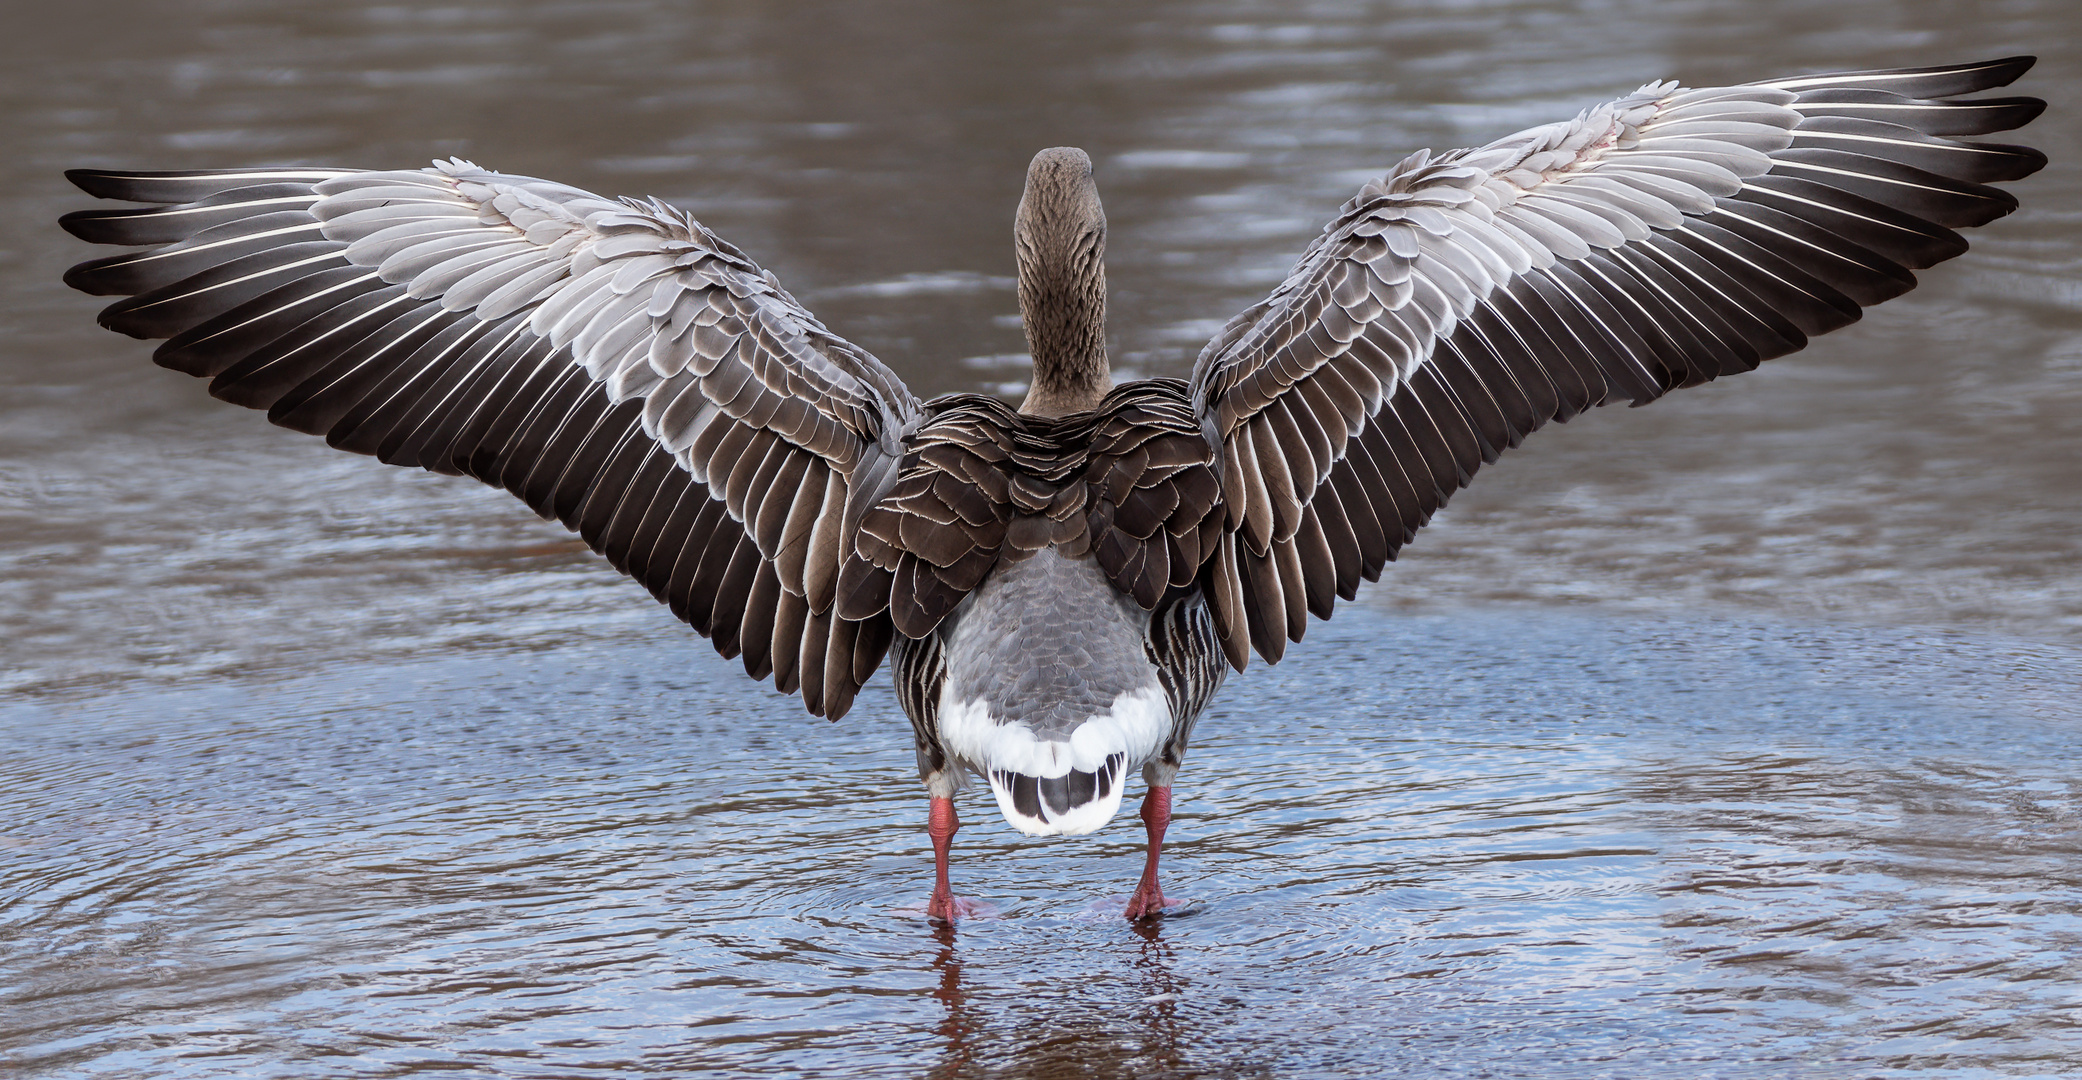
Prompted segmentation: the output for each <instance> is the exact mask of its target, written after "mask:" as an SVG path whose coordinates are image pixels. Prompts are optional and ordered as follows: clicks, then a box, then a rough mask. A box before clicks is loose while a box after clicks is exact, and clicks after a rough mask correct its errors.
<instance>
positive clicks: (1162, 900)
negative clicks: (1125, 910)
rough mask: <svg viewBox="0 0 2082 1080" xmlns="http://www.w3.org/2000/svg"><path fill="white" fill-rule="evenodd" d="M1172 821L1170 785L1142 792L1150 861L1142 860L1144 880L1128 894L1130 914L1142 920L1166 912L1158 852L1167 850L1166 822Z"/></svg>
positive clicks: (1128, 914) (1158, 854)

┄┄┄┄┄┄┄┄┄┄

_PROBLEM DESCRIPTION_. Find the lines above that contain the word "path" and collect them.

_ANSWER SECTION_.
Prompted segmentation: the output for each <instance> is the exact mask of its target, written after "mask:" as an SVG path whose coordinates are image pixels. Prompts are optional and ordered as follows: clicks, then a box, then a rough mask. A box before clicks is loose while a box after clicks is exact, and clicks after a rough mask correct its errors.
rough mask: <svg viewBox="0 0 2082 1080" xmlns="http://www.w3.org/2000/svg"><path fill="white" fill-rule="evenodd" d="M1172 821L1170 785L1142 792L1150 861L1142 860L1144 880L1128 894L1130 914L1142 920L1166 912L1158 852L1167 850L1166 822Z"/></svg>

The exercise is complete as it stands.